[Page excerpt]
Customizing Limo’s URDF¶
We’re going to customize the robot’s view of itself. This will control how it is displayed in RVIZ and can be used for collision detection. This is a basic example, but it can be extended to new sensors, manipulators, etc.
Make sure you’ve followed the Developer Machine Setup before starting this section
Pick a Mounting Point¶
We’re first going to look at the default Limo model to decide where we want to mount our new hardware
roslaunch limo_viz view_four_diff_model.launch
This will show a static version of the URDF that the robot is using.
To visualize the individual frames that make up the robot, under Add in the bottom-left, select TF out of the list
That will display all of the Transform Frames in use. This can get really messy to see, so expand TF, and under Frames, un-check all of them except base_link. That will show only the link we will use for our attachment
Create your URDF¶
You can create a whole new package for this if you are comfortable with ROS. For simplicity, we are going to expand the limo_description package.
Download the cone model from HERE (Right-click and save link as). Take the downloaded file and move it into the “meshes” folder under limo_description.
Next, create a new text file under the “urdf” folder in limo_description and call it “cone.urdf.xacro”. Open that file with your favourite text editor and past in the text below
<robot name="cone" xmlns:xacro="http://ros.org/wiki/xacro">
<link name="cone_link">
<visual>
<origin xyz="0 0 0" rpy="0 0 0" />
<geometry>
<mesh filename="package://limo_description/meshes/cone.dae" />
</geometry>
</visual>
<collision>
<origin xyz="0 0 0" rpy="0 0 0" />
<geometry>
<mesh filename="package://limo_description/meshes/cone.dae" />
</geometry>
</collision>
</link>
<joint name="cone_joint" type="fixed">
<parent link="base_link"/>
<child link="cone_link"/>
<origin xyz="0 0 0" rpy="0 0 0" />
</joint>
</robot>
This file is an XML file. It has 2 tags, link and joint. A link is a rigid body. It doesn’t strictly need to have any mass or volume. The other important tag is a joint. This is the way that links are connected together. It could be a static joint (like glue or a bolt) or it could be a controlled joint (revolute, linear, etc)
Our urdf has a static (fixed) joint that connects a link called “cone_link” to “base_link”. It currently has no offset from the normal base_link. It also has a dae file to give a visual shape to the link and the same dae to calculate collisions.

[Data shown]
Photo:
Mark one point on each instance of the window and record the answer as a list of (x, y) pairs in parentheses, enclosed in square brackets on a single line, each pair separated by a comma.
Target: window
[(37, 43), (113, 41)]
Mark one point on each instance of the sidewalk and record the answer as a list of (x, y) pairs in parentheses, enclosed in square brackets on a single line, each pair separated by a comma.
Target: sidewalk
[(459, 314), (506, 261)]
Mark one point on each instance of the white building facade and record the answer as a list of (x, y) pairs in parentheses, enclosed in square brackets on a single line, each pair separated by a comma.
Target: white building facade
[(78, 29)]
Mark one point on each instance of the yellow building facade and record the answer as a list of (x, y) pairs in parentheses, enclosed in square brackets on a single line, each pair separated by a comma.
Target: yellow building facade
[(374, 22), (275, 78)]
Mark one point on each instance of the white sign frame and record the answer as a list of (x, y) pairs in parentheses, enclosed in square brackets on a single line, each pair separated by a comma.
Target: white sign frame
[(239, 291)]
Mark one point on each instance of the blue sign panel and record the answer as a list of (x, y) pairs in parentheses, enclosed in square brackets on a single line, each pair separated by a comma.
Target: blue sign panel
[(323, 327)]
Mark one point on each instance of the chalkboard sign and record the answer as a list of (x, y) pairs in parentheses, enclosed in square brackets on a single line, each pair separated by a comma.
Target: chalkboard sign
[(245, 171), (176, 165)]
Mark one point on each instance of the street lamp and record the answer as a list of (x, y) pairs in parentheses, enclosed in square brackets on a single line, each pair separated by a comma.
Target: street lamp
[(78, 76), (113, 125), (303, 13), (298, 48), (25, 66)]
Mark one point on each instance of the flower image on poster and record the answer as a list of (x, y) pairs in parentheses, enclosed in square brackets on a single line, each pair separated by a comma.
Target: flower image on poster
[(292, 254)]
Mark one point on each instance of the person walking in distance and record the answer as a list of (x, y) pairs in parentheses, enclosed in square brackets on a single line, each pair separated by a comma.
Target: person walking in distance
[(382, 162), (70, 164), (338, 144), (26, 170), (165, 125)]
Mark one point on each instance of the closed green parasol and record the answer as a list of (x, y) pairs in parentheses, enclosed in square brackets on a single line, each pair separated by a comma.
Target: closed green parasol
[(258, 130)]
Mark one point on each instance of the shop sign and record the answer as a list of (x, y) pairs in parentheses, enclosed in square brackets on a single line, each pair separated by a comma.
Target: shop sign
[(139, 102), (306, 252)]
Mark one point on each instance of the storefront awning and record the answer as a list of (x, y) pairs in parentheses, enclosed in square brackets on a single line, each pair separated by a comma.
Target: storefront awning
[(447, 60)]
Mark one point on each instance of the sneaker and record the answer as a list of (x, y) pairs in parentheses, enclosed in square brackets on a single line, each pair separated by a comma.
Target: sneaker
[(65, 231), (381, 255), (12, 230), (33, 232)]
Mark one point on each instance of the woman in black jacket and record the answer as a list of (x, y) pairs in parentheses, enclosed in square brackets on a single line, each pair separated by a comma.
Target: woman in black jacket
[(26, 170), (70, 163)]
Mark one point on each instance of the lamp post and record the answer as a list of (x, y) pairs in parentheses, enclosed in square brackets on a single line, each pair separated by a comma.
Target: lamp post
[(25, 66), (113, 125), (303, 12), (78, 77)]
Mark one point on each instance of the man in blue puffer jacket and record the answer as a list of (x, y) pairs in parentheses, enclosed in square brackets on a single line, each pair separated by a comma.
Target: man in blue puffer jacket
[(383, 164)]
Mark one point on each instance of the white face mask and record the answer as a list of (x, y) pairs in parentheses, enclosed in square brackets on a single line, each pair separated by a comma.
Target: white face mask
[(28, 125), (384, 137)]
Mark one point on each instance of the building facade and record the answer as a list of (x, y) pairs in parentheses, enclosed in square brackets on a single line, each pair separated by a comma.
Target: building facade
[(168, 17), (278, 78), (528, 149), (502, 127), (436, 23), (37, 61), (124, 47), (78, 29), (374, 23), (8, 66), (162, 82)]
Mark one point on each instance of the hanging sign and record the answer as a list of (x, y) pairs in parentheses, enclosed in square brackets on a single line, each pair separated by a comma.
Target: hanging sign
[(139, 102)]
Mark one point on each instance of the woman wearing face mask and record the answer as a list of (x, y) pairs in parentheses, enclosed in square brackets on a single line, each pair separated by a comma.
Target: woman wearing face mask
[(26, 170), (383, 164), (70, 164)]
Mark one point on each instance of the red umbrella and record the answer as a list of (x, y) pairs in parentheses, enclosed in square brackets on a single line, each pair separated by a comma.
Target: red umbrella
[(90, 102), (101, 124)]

[What you have to do]
Repeat the passage of the Limo URDF guide above that begins with the words containing "Make sure you’ve" and ends with "robot is using.".

[Answer for this exercise]
Make sure you’ve followed the Developer Machine Setup before starting this section
Pick a Mounting Point¶
We’re first going to look at the default Limo model to decide where we want to mount our new hardware
roslaunch limo_viz view_four_diff_model.launch
This will show a static version of the URDF that the robot is using.